Saved data entries:

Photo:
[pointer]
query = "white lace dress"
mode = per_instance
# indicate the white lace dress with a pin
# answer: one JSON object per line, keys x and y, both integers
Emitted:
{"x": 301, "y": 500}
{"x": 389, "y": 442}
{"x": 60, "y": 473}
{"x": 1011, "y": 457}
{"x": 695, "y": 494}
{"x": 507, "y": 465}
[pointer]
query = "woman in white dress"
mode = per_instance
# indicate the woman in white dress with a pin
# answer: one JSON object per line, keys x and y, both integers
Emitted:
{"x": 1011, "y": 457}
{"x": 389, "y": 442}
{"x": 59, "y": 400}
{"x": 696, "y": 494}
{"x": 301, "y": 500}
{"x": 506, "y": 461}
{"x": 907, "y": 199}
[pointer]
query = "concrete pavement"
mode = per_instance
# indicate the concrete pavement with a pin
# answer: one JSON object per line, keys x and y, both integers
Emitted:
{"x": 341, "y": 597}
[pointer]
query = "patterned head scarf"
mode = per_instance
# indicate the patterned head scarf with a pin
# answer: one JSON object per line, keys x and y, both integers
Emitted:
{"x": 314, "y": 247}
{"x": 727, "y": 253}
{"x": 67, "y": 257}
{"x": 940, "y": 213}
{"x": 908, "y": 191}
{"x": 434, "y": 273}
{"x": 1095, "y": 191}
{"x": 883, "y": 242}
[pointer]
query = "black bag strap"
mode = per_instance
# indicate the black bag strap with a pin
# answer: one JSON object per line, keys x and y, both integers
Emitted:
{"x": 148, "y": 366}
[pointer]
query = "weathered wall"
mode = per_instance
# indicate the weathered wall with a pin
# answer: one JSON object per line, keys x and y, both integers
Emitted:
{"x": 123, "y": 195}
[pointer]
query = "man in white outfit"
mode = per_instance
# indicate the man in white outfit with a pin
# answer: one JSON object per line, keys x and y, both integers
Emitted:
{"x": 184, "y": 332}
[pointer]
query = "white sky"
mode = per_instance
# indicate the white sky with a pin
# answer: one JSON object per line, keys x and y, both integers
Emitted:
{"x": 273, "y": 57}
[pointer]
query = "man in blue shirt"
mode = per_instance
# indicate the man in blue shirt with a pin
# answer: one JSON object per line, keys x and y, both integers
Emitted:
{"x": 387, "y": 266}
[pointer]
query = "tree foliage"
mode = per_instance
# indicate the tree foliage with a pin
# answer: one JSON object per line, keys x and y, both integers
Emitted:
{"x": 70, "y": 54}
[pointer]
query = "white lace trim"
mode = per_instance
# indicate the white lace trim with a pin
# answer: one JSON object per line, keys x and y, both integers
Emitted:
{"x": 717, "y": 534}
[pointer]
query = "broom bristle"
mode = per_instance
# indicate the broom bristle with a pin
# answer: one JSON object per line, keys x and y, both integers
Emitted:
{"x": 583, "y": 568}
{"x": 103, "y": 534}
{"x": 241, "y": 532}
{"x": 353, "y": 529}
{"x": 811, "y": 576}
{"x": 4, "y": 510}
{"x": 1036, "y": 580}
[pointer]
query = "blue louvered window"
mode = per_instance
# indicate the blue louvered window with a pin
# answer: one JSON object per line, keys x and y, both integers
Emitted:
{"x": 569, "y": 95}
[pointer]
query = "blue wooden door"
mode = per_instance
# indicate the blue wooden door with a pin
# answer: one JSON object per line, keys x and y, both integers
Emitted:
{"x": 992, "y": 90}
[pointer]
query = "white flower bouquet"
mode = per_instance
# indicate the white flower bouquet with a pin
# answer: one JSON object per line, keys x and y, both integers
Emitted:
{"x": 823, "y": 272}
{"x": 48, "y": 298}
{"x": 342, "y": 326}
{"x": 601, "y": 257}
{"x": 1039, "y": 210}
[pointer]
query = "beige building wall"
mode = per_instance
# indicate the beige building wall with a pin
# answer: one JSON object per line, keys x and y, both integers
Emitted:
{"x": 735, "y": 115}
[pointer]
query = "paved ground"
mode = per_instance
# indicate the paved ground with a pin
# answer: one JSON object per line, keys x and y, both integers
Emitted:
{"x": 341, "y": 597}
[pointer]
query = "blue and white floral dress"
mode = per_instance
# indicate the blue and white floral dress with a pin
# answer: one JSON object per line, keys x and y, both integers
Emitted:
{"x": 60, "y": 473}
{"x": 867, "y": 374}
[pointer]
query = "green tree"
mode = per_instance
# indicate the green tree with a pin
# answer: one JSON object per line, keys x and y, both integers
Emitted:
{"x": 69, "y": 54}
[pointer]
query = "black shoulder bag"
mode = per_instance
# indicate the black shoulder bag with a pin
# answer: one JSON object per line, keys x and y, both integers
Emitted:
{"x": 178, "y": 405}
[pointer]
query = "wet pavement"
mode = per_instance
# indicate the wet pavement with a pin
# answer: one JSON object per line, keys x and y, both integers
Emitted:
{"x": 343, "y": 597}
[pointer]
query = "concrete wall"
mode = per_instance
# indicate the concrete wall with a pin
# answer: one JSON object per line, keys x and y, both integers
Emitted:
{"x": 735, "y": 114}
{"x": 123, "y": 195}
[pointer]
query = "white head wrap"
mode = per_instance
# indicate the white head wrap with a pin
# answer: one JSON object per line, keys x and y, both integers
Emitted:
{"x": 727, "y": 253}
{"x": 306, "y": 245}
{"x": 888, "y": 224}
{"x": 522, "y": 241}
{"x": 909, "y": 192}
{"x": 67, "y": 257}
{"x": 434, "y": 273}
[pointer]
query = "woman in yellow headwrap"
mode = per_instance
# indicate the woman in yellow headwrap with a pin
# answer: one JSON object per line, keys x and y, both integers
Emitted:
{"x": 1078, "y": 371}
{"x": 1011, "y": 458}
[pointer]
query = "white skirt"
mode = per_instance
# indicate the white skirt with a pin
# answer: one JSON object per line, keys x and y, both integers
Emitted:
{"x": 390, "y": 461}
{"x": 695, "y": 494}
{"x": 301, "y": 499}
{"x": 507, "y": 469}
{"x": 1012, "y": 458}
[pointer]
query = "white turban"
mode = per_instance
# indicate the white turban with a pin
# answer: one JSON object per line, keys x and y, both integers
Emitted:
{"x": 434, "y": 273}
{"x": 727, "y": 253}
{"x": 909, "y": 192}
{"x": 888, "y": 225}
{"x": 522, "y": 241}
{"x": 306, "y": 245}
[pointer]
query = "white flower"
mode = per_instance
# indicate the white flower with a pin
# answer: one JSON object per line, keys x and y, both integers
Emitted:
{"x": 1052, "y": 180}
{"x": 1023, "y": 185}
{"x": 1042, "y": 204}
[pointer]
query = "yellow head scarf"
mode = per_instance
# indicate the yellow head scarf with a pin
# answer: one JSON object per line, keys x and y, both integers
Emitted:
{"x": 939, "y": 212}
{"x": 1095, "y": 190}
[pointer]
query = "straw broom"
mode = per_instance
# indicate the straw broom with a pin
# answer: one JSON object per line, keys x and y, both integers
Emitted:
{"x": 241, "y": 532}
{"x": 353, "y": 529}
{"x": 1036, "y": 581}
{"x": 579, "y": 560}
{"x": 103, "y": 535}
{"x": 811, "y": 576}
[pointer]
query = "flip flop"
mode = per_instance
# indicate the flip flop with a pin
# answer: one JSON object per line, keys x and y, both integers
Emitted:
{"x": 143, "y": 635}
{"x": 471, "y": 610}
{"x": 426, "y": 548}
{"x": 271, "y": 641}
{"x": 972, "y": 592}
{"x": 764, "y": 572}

The task: From the entries above, return each line with the word "shirt" in it.

Written response:
query = "man in blue shirt"
# indicate the man in blue shirt with a pin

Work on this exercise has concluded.